> _TASK PROMPT_
Your task is to repeat, word for word, the line containing "Please put a point on the roadside" and all lines that follow it to the end of the material, and no other lines.

=== DATA LISTING ===

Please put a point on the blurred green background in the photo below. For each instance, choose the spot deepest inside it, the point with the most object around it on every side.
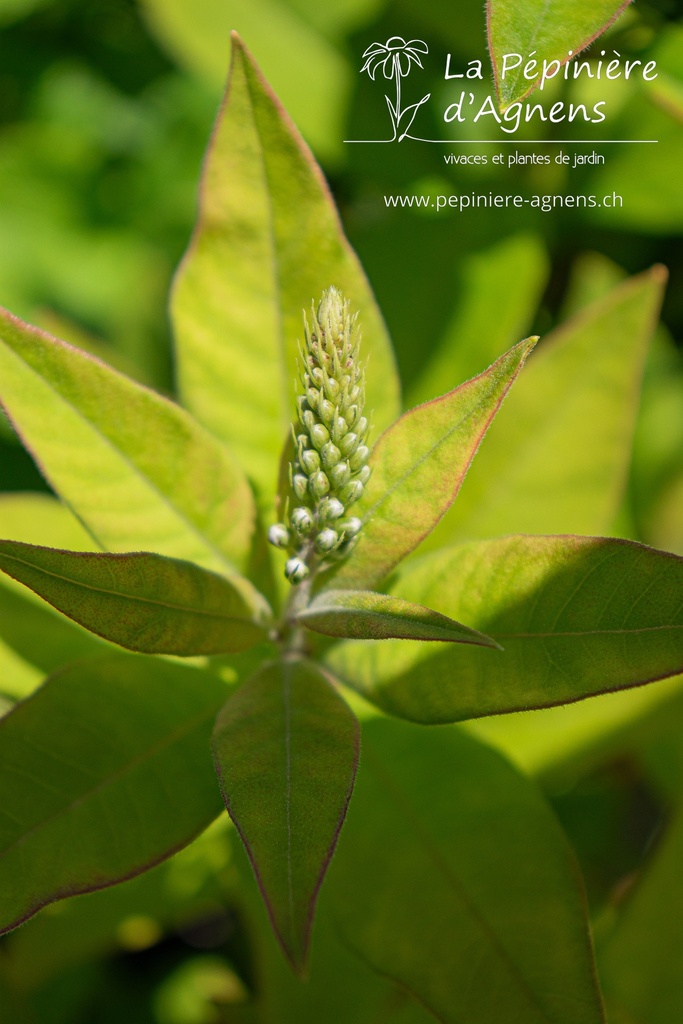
(105, 109)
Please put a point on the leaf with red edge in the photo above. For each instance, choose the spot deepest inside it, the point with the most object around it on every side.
(418, 466)
(286, 750)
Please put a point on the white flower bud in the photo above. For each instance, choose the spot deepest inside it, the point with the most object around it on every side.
(327, 540)
(302, 521)
(296, 570)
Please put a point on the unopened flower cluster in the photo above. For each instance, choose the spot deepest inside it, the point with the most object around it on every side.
(330, 470)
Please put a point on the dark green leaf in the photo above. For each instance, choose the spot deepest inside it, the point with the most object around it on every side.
(454, 879)
(363, 614)
(268, 242)
(135, 468)
(575, 616)
(142, 601)
(105, 771)
(418, 467)
(545, 30)
(286, 749)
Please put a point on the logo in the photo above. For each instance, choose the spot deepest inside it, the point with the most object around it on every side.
(395, 59)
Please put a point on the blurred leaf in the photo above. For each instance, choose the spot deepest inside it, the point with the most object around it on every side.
(339, 989)
(267, 243)
(550, 29)
(418, 467)
(134, 467)
(558, 455)
(363, 614)
(197, 33)
(575, 616)
(142, 601)
(105, 772)
(500, 292)
(491, 918)
(641, 957)
(182, 890)
(286, 748)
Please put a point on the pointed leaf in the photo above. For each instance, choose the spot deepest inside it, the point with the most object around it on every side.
(549, 30)
(286, 749)
(575, 616)
(135, 468)
(557, 457)
(268, 241)
(454, 879)
(363, 614)
(105, 771)
(418, 467)
(142, 601)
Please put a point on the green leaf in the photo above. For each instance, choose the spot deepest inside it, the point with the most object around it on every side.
(496, 303)
(641, 957)
(105, 771)
(363, 614)
(142, 601)
(545, 30)
(575, 616)
(286, 749)
(135, 468)
(268, 241)
(418, 466)
(558, 455)
(454, 879)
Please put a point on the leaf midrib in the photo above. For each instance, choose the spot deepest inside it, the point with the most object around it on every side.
(125, 458)
(128, 597)
(148, 755)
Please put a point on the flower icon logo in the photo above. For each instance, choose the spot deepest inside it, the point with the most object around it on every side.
(395, 57)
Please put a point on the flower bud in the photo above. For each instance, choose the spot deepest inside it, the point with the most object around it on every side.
(327, 540)
(319, 435)
(318, 484)
(330, 508)
(330, 455)
(339, 475)
(279, 536)
(351, 493)
(296, 570)
(327, 411)
(359, 458)
(302, 521)
(310, 461)
(300, 485)
(348, 444)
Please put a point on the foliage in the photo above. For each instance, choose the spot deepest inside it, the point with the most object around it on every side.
(114, 738)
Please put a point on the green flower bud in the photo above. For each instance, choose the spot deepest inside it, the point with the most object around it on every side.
(300, 485)
(319, 435)
(302, 521)
(279, 536)
(348, 444)
(330, 508)
(296, 570)
(339, 475)
(310, 461)
(318, 484)
(327, 540)
(330, 455)
(326, 411)
(359, 458)
(351, 493)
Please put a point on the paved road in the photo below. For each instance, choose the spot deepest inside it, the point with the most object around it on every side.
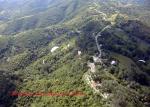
(96, 39)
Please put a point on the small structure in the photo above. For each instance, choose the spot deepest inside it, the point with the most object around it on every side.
(142, 61)
(68, 45)
(105, 95)
(79, 53)
(43, 61)
(96, 59)
(54, 48)
(113, 62)
(92, 67)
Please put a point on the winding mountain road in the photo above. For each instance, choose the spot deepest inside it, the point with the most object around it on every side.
(96, 39)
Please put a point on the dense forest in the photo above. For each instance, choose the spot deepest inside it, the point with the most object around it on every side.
(50, 46)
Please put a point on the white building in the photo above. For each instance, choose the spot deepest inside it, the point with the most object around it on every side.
(113, 62)
(54, 48)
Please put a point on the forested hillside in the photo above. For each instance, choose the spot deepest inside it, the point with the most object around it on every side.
(99, 48)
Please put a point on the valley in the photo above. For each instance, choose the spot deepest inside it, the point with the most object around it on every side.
(100, 48)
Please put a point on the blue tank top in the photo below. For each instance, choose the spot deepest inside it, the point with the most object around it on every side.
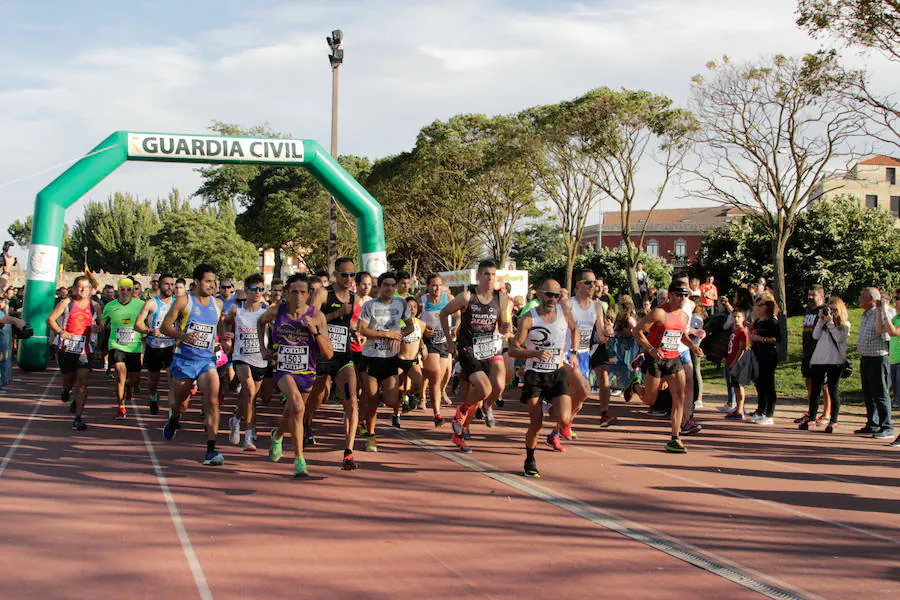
(202, 321)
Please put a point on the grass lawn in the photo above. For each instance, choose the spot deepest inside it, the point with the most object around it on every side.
(789, 383)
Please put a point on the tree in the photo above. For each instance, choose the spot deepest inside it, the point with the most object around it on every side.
(769, 134)
(188, 238)
(117, 234)
(623, 130)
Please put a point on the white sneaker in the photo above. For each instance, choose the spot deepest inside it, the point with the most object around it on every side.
(234, 436)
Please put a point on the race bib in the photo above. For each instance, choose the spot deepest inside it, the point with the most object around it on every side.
(248, 342)
(339, 336)
(293, 359)
(75, 345)
(670, 340)
(205, 335)
(124, 336)
(486, 346)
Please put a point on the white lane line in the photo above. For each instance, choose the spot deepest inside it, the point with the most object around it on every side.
(190, 555)
(766, 585)
(768, 503)
(26, 426)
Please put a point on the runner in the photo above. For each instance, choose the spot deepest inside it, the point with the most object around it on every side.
(249, 363)
(81, 322)
(125, 344)
(478, 347)
(437, 363)
(339, 305)
(659, 333)
(299, 334)
(192, 321)
(543, 333)
(411, 379)
(379, 322)
(158, 355)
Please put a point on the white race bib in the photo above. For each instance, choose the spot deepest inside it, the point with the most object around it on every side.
(292, 359)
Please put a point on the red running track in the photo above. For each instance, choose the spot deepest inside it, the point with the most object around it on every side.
(746, 513)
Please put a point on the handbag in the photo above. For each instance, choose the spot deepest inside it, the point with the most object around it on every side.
(846, 368)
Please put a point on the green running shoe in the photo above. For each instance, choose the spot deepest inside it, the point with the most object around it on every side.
(276, 448)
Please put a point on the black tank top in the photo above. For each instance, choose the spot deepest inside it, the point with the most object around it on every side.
(478, 320)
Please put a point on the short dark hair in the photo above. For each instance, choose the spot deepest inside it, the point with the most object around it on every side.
(202, 269)
(387, 275)
(486, 264)
(341, 261)
(254, 279)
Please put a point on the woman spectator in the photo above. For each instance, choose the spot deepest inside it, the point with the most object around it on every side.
(827, 361)
(765, 335)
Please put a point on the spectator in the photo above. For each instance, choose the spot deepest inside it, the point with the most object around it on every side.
(873, 345)
(765, 335)
(827, 361)
(709, 293)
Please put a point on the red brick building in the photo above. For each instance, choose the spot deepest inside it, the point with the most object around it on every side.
(672, 233)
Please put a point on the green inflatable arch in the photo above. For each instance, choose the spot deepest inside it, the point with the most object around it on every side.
(52, 201)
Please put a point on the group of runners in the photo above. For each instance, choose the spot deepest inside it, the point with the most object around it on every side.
(312, 339)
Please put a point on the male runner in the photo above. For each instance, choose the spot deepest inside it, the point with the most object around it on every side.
(338, 305)
(249, 363)
(437, 364)
(160, 348)
(81, 322)
(379, 323)
(659, 333)
(299, 338)
(125, 344)
(478, 347)
(192, 321)
(543, 333)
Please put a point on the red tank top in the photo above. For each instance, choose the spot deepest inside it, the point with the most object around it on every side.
(666, 337)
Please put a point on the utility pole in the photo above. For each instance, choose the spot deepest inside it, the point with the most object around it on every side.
(336, 58)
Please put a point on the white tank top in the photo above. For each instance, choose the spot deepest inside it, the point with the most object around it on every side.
(585, 318)
(246, 339)
(546, 336)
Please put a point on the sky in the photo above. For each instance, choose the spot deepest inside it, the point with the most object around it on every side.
(73, 72)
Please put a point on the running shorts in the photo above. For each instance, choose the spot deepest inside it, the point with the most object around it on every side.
(132, 360)
(157, 359)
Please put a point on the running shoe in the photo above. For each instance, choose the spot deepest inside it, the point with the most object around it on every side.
(300, 469)
(276, 446)
(531, 468)
(606, 420)
(489, 419)
(460, 443)
(458, 419)
(690, 428)
(675, 446)
(213, 459)
(553, 441)
(234, 433)
(348, 464)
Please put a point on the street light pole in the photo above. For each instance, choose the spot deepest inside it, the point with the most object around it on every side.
(336, 58)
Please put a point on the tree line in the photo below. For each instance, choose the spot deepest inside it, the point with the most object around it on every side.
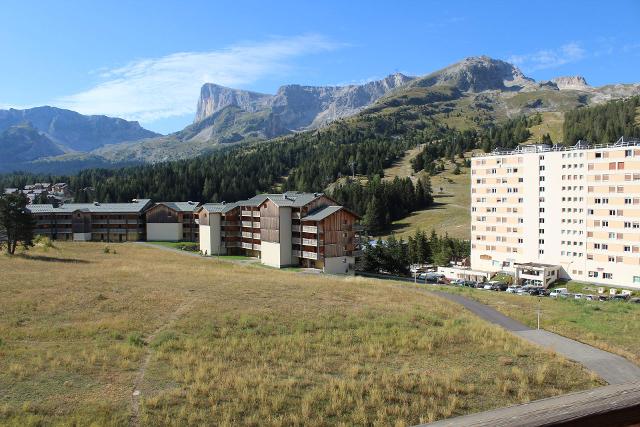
(379, 202)
(395, 256)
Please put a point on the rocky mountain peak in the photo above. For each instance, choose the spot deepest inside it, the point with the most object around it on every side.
(571, 82)
(477, 74)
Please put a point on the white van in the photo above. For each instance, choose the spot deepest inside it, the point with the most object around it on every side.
(559, 292)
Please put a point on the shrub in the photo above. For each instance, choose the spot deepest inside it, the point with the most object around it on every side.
(135, 339)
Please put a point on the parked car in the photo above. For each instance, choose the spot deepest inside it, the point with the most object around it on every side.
(559, 292)
(538, 291)
(620, 297)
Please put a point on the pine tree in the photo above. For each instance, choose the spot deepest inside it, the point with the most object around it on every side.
(15, 221)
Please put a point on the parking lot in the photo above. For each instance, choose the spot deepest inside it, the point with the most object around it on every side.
(526, 290)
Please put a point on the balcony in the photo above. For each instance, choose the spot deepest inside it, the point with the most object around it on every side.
(309, 255)
(310, 229)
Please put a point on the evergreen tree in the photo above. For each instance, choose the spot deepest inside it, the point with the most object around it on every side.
(15, 221)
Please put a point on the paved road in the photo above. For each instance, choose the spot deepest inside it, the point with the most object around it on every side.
(612, 405)
(610, 367)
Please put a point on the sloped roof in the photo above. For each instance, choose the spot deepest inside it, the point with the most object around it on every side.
(181, 206)
(132, 207)
(288, 199)
(218, 207)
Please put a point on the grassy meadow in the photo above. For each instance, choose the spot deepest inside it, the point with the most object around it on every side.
(451, 210)
(151, 337)
(612, 325)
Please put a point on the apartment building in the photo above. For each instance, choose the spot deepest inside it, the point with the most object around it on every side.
(172, 221)
(577, 208)
(108, 222)
(301, 229)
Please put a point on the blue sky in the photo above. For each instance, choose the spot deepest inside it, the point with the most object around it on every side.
(146, 60)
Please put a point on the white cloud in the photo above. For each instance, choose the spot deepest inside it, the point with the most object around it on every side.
(549, 58)
(157, 88)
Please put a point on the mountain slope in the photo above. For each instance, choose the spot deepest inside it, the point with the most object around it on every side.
(23, 143)
(228, 115)
(472, 94)
(74, 131)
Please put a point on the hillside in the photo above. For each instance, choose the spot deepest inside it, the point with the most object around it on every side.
(66, 132)
(471, 94)
(23, 143)
(245, 345)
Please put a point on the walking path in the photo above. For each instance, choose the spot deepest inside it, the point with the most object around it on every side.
(616, 404)
(610, 367)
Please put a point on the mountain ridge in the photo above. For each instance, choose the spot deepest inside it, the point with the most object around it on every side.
(472, 93)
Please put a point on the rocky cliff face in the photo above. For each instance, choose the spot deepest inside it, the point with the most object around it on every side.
(23, 143)
(73, 131)
(296, 107)
(571, 82)
(477, 74)
(214, 98)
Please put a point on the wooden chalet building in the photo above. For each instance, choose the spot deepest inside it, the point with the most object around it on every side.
(106, 222)
(289, 229)
(172, 221)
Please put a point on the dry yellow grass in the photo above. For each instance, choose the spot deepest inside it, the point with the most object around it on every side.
(228, 344)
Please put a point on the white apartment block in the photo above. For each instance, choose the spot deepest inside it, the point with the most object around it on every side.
(574, 207)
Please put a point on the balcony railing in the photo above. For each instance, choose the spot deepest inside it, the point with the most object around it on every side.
(309, 229)
(309, 255)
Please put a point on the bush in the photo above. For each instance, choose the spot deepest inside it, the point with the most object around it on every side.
(135, 339)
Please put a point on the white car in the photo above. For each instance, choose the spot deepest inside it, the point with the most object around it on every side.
(564, 292)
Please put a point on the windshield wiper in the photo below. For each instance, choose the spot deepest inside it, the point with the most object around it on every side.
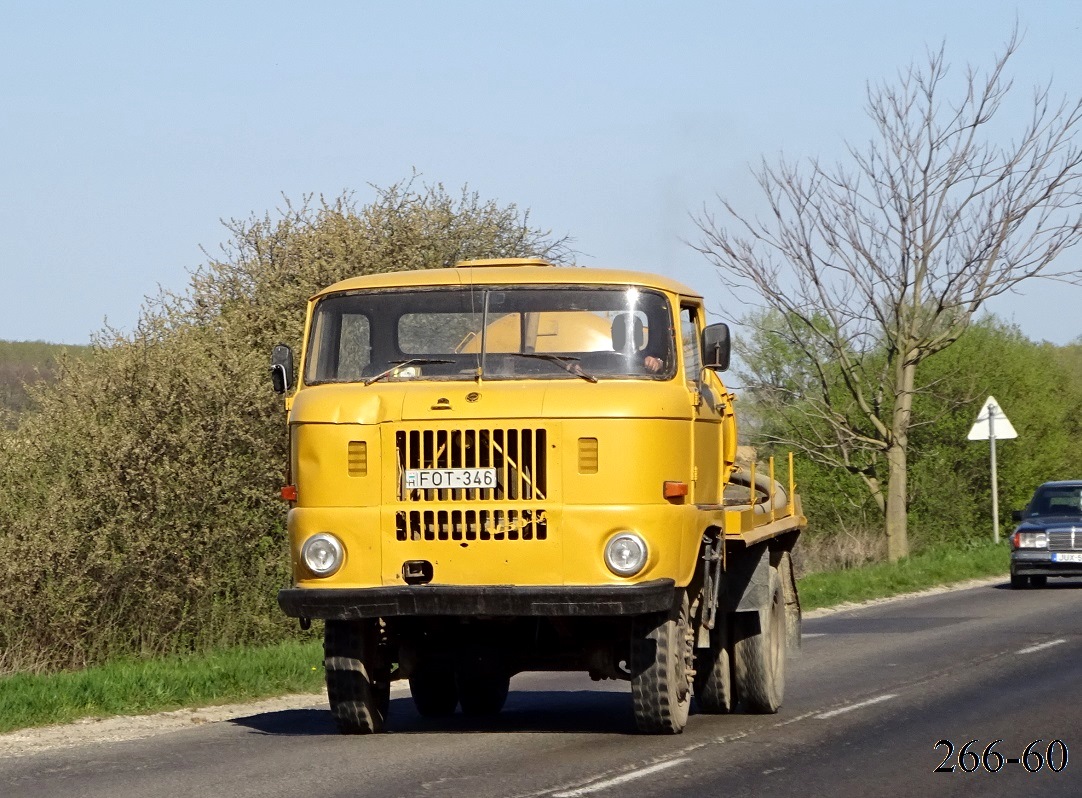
(399, 363)
(569, 364)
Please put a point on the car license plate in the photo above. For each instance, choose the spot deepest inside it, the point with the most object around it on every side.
(425, 479)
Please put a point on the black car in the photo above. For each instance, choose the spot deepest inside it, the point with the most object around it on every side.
(1047, 541)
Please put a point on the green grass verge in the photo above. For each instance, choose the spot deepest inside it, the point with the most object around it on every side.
(927, 569)
(136, 688)
(238, 675)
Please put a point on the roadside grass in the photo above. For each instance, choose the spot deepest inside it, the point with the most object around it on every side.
(247, 674)
(137, 688)
(921, 571)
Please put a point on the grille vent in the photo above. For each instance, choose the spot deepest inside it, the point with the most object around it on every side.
(518, 455)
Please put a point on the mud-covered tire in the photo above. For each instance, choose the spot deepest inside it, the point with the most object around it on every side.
(358, 675)
(661, 669)
(482, 693)
(759, 654)
(713, 672)
(434, 690)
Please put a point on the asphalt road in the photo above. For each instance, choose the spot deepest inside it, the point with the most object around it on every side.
(873, 692)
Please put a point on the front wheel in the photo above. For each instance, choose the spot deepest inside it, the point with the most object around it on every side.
(661, 669)
(358, 675)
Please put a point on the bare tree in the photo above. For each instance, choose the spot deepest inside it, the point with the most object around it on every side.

===

> _EXERCISE OUTPUT_
Please put a point on the roadside grass in the photo above. For each instance, choose the spot deepest inside it, the point with the most object around it on every side.
(247, 674)
(137, 688)
(921, 571)
Please put a point on the grille vent in the photo above. For each instance, choose the spot deepest inside it, the point with the most object around it on every side.
(518, 455)
Please put a point on the mud-covered tire in the photo above. For each instance, choose the spot deepest inside it, the point with the most object around it on every side.
(358, 675)
(661, 669)
(482, 693)
(759, 654)
(713, 672)
(434, 690)
Please put a point on the asphalt road in the photo above. For each instance, choose the spot deepest inside it, the point with the most object around it on every side.
(873, 692)
Please put a point on the front wheel in the photo above. For each instance, choose the spot deepest inside it, the point with the most object around it on every side.
(661, 669)
(358, 675)
Please put a point on the bare tree in the photo above. For each instance, choose the spot deepest inside it, the point with the most object around it on every side.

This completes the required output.